*What is required*
Retype all of the listing exactly, passing over any picture you find.

Dataset excerpts on object pointing:
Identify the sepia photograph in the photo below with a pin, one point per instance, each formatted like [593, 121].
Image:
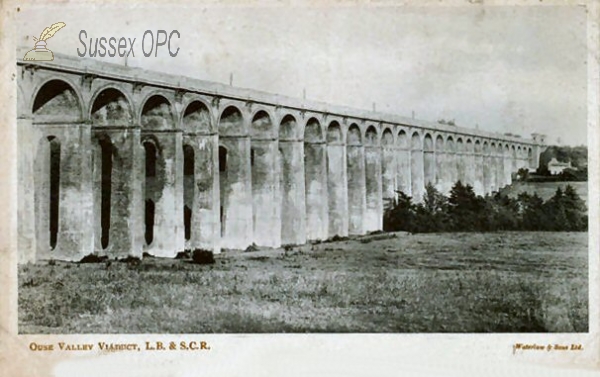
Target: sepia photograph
[352, 188]
[302, 170]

*Full output*
Identify the sepia photograph in the photo below with a pin, one point per instance, each formatted like [593, 121].
Image:
Target: sepia photograph
[352, 188]
[302, 170]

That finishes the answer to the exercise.